WORK ORDER 1 | Put the rows into a numbered list, beginning with the first line of the rows and ending after the line that contains "box: [72, 101, 92, 123]". Skip blank lines and leave the pictures out.

Ferkans — Interactive Telecom Tutor

Why We Need a Converse

Section 13.2 established the Sun-Jafar achievability: an explicit scheme reaching rate $R = (1 + 1/N + \cdots + 1/N^{K-1})^{-1}$ . The natural question: is this rate the best possible? Could a cleverer scheme achieve a higher rate?

A rigorous answer requires a converse: a proof that no scheme can do better. Without it, the achievability is just an upper bound — one might always hope for an improvement. The converse closes the rate region: no scheme, no matter how clever, can exceed the Sun-Jafar rate.

This section develops the converse. The technique is the cut-set / data-processing inequality machinery from Chapter 2's recipe, specialized to the PIR problem. The point is that the same template — "cut, entropy bound, symmetrize, normalize" — applies here as it did to coded matrix multiplication and secure aggregation.

Theorem: Sun–Jafar PIR Capacity

For any $N \geq 2$ databases and $K \geq 1$ files, each replicated across all databases, the PIR capacity is exactly $C_{\text{PIR}}(N, K) \;=\; \frac{1 - 1/N}{1 - 1/N^K} \;=\; \left(1 + \frac{1}{N} + \frac{1}{N^2} + \cdots + \frac{1}{N^{K-1}}\right)^{-1}.$ This is achieved by the Sun-Jafar scheme (§13.2) and matched by the cut-set converse (this section). Hence $C_{\text{PIR}}$ is information-theoretically tight.

Asymptotic behavior:

$C_{\text{PIR}}(N, K) \to 1$ as $N \to \infty$ (more databases → no privacy overhead).
$C_{\text{PIR}}(N, K) \to 1 - 1/N$ as $K \to \infty$ (more files → fixed asymptote depending on $N$ ).

RAW DATA |
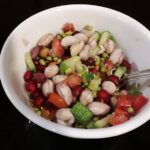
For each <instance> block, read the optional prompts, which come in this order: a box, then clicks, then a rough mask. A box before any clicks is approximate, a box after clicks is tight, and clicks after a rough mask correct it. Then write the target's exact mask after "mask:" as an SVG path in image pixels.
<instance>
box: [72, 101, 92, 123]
mask: <svg viewBox="0 0 150 150" xmlns="http://www.w3.org/2000/svg"><path fill="white" fill-rule="evenodd" d="M71 112H72V114H73V116H74V117H75V119H76V120H77V122H79V123H80V124H81V125H87V124H88V123H89V121H90V120H91V119H92V117H93V113H92V112H91V111H90V110H89V109H88V108H87V107H85V106H84V105H83V104H81V103H80V102H77V103H76V104H75V105H74V106H73V107H72V108H71Z"/></svg>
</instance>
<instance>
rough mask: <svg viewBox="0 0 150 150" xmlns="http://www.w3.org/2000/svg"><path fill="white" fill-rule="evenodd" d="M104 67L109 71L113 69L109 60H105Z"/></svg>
mask: <svg viewBox="0 0 150 150" xmlns="http://www.w3.org/2000/svg"><path fill="white" fill-rule="evenodd" d="M105 65H106V68H107V69H108V70H110V69H112V68H113V62H112V61H111V60H109V59H108V60H106V62H105Z"/></svg>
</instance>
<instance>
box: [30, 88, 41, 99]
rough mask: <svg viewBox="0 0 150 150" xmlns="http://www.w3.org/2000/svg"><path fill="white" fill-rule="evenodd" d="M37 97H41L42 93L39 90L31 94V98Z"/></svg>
mask: <svg viewBox="0 0 150 150" xmlns="http://www.w3.org/2000/svg"><path fill="white" fill-rule="evenodd" d="M38 96H42V91H41V90H36V91H35V92H33V93H32V94H31V98H33V99H35V98H36V97H38Z"/></svg>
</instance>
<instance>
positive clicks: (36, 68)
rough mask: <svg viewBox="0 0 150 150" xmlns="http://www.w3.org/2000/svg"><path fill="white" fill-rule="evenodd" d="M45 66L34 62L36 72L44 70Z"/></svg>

WORK ORDER 2 | According to the excerpt on PIR capacity, what value does the capacity approach as the number of files K goes to infinity?

EXERCISE OUTPUT 1 |
1. For each <instance> block, read the optional prompts, which come in this order: a box, then clicks, then a rough mask. A box before any clicks is approximate, a box after clicks is tight, and clicks after a rough mask correct it. Then write the target's exact mask after "mask:" as an SVG path in image pixels.
2. <instance>
3. box: [72, 101, 92, 123]

EXERCISE OUTPUT 2 | It approaches 1 − 1/N, a fixed asymptote that depends on N.